(CHALLENGE): Replace every "takes a single dot" in the material below with "gets exactly one point", and reproduce the rest unchanged.

*****

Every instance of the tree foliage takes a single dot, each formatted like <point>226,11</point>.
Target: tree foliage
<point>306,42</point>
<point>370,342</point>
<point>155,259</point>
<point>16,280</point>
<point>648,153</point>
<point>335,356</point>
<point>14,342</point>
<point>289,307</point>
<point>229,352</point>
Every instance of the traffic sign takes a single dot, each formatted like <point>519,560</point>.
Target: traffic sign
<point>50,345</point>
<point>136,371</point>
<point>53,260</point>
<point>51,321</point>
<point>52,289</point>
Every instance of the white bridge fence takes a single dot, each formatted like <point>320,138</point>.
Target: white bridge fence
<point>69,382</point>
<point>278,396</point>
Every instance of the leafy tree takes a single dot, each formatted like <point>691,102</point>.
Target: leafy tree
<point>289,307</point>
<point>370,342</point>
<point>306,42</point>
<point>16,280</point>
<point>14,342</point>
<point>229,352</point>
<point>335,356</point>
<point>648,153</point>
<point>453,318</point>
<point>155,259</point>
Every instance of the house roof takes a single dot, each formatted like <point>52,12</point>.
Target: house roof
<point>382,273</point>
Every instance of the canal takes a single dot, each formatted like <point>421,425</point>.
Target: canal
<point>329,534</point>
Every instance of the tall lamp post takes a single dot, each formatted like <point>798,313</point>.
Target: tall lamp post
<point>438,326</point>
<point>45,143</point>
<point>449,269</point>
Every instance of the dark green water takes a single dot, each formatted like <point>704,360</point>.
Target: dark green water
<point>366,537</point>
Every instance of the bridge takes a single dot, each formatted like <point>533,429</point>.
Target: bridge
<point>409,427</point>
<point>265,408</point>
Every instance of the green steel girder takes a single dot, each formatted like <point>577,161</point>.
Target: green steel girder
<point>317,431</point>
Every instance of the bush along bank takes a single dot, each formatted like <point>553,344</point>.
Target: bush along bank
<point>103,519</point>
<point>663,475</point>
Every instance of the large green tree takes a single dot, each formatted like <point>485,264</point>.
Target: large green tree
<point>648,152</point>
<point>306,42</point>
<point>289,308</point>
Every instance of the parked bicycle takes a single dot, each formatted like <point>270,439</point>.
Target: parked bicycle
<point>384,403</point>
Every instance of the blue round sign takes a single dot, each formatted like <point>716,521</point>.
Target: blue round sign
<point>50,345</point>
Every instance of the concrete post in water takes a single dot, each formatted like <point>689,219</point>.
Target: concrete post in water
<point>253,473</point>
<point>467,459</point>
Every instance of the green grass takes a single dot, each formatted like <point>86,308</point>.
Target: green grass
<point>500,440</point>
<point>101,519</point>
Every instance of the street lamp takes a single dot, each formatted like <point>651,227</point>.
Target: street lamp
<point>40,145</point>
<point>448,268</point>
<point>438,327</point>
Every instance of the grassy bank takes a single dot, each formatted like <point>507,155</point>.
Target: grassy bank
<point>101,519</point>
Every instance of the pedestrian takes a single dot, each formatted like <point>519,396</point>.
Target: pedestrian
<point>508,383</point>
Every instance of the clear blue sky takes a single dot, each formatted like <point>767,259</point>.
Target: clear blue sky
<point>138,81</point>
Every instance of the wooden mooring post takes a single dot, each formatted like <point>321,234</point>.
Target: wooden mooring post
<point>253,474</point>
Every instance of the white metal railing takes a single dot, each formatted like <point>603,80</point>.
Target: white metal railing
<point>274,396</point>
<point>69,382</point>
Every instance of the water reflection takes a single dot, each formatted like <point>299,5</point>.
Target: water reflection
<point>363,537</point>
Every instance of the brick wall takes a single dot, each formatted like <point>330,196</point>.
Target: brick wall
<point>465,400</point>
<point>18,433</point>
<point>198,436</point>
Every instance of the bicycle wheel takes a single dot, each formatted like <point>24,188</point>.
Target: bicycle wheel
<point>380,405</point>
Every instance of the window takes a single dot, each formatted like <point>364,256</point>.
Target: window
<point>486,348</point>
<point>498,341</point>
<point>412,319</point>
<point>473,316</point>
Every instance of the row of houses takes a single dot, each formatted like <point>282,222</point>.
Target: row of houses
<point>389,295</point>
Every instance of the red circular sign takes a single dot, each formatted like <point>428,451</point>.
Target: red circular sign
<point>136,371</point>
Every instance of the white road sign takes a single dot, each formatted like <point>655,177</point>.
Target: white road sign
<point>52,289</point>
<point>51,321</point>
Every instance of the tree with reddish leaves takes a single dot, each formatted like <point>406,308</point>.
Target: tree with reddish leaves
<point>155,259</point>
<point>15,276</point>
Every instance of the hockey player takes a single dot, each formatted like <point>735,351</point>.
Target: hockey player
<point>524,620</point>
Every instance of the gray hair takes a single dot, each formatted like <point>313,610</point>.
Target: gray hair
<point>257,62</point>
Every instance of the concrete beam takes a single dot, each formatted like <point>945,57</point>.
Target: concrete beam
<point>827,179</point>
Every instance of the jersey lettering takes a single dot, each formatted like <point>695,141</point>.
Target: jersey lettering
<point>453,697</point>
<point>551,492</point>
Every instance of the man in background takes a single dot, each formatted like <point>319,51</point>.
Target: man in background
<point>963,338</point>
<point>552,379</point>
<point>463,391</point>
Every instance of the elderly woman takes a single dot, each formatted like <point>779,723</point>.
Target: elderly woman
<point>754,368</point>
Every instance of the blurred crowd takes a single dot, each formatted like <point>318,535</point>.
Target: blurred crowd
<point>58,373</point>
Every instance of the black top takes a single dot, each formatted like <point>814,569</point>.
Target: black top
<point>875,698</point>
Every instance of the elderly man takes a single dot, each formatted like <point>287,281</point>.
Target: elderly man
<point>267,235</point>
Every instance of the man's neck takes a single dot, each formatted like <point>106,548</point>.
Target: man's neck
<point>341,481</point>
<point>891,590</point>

*****

(TASK OUTPUT):
Every instance of the tree foliage gets exactly one point, each formatted like <point>226,11</point>.
Target: tree foliage
<point>306,42</point>
<point>370,342</point>
<point>155,259</point>
<point>16,280</point>
<point>648,153</point>
<point>335,356</point>
<point>14,342</point>
<point>289,307</point>
<point>229,352</point>
Every instance of the traffic sign gets exactly one point, each formatted like <point>519,560</point>.
Target: traffic sign
<point>50,345</point>
<point>136,371</point>
<point>53,260</point>
<point>51,321</point>
<point>52,289</point>
Every instance of the white bridge fence gets exactly one point, each formatted like <point>320,138</point>.
Target: white bridge fence
<point>69,382</point>
<point>278,396</point>
Every instance of the leafy tree gets exactly one point, each formatted like <point>691,102</point>.
Target: leafy tree
<point>289,307</point>
<point>370,342</point>
<point>306,42</point>
<point>16,280</point>
<point>14,342</point>
<point>229,352</point>
<point>335,356</point>
<point>648,153</point>
<point>453,318</point>
<point>155,259</point>
Every instance of the house roof gets exactly one point, each formatted like <point>52,12</point>.
Target: house roof
<point>382,273</point>
Every instance of the canal gets exactly one point, each formatted like <point>421,425</point>.
Target: canal
<point>329,534</point>
Every instance of the tall lamp post gets exactly one point, each formatted like <point>798,313</point>.
Target: tall lamp post
<point>438,326</point>
<point>45,143</point>
<point>449,269</point>
Every instance of the dark green water gets exactly one point, each formatted like <point>704,360</point>.
Target: dark green water
<point>366,537</point>
Every instance of the bridge gets exactly one point, each formatted like <point>533,429</point>.
Target: bridge
<point>409,427</point>
<point>265,408</point>
Every instance of the green steel girder gets exactly one point, each formatted like <point>577,161</point>.
Target: green steel girder
<point>317,431</point>
Every instance of the bush along bank gets exactly one point, each formatted like <point>553,344</point>.
Target: bush along bank
<point>103,519</point>
<point>663,475</point>
Every instance of the large green tree gets exactly one point, each formatted like <point>485,264</point>.
Target: large green tree
<point>648,152</point>
<point>306,42</point>
<point>289,308</point>
Every instance of the parked bicycle gets exactly one point, each formatted like <point>270,439</point>.
Target: parked bicycle
<point>384,403</point>
Every instance of the blue round sign gets exactly one point, each formatted like <point>716,521</point>.
Target: blue round sign
<point>50,345</point>
Every instance of the concrete post in water gets exactly one point, each formatted like <point>689,219</point>.
Target: concrete post in water
<point>253,473</point>
<point>467,459</point>
Every instance of the green grass gets exactly one point, each formatted like <point>86,308</point>.
Target: green grass
<point>500,440</point>
<point>101,519</point>
Every instance of the street lamp gets exactly one point, each formatted like <point>651,227</point>.
Target: street lamp
<point>40,145</point>
<point>448,268</point>
<point>438,327</point>
Every instance of the grassy bank gets exactly one point, each formatted like <point>507,155</point>.
Target: grassy bank
<point>101,519</point>
Every instance of the pedestrian gets exactly one point, each formatted like <point>519,396</point>.
Target: pedestrian
<point>508,383</point>
Every instance of the clear blue sky gets exactly one point, each formatted like <point>767,259</point>.
Target: clear blue sky
<point>138,81</point>
Every instance of the wooden mooring post gets exactly one point, each formatted like <point>321,234</point>.
Target: wooden mooring post
<point>253,474</point>
Every instance of the white metal railing gets exactly one point, each formatted like <point>603,80</point>.
Target: white metal railing
<point>274,396</point>
<point>69,382</point>
Every instance of the water reflection gets exactly one point, each formatted like <point>299,5</point>.
Target: water reflection
<point>363,537</point>
Every instance of the brick wall gets exactly one point, each formatted like <point>330,196</point>.
Target: brick wall
<point>465,400</point>
<point>18,433</point>
<point>198,436</point>
Every instance of the bicycle wheel gets exactly one point, each formatted like <point>24,188</point>.
Target: bicycle wheel
<point>380,405</point>
Every instance of the window gets exactly one point, each formatted like <point>364,256</point>.
Target: window
<point>486,348</point>
<point>498,341</point>
<point>412,319</point>
<point>473,316</point>
Every instance of the row of houses gets exactly one point, each formatted like <point>282,222</point>.
Target: row of houses
<point>389,295</point>
Every instance of the red circular sign gets exactly one point, each formatted like <point>428,451</point>.
Target: red circular sign
<point>136,371</point>
Every instance of the white road sign gets exactly one point, each formatted like <point>655,177</point>.
Target: white road sign
<point>52,289</point>
<point>51,321</point>
Every instance of the tree with reddish leaves gets exactly one point, each formatted like <point>406,308</point>.
Target: tree with reddish leaves
<point>155,259</point>
<point>15,276</point>
Every instance of the hockey player gets exactly one point, each formatted like <point>735,351</point>.
Target: hockey player
<point>524,620</point>
Every instance of the gray hair gets exactly one point, each formatted like <point>313,610</point>.
Target: gray hair
<point>257,62</point>
Every instance of the concrete beam gets exactly one point, each formatted like <point>945,57</point>.
Target: concrete beam
<point>827,179</point>
Every instance of the jersey lettering gets exactly one point, each formatted like <point>695,141</point>.
Target: jersey lettering
<point>453,697</point>
<point>551,492</point>
Every instance of the man in background gets exactly one point, each formatted like <point>319,51</point>.
Target: man in background
<point>963,338</point>
<point>552,379</point>
<point>463,391</point>
Every instance of the elderly woman gets exactly one point, each formatted like <point>779,723</point>.
Target: elderly woman
<point>754,368</point>
Every instance of the blurred crowd gets exactly one point, each formatted like <point>318,535</point>.
Target: blurred crowd
<point>58,373</point>
Every instance of the black top gets exactly one point, each formatted like <point>814,569</point>.
Target: black top
<point>875,698</point>
Every instance of the elderly man gets exactly one point, each formatted like <point>287,281</point>.
Target: elderly man
<point>267,235</point>
Every instance of the man's neck gets exactly one point, each formatted like <point>106,548</point>.
Target: man's neck
<point>341,481</point>
<point>891,590</point>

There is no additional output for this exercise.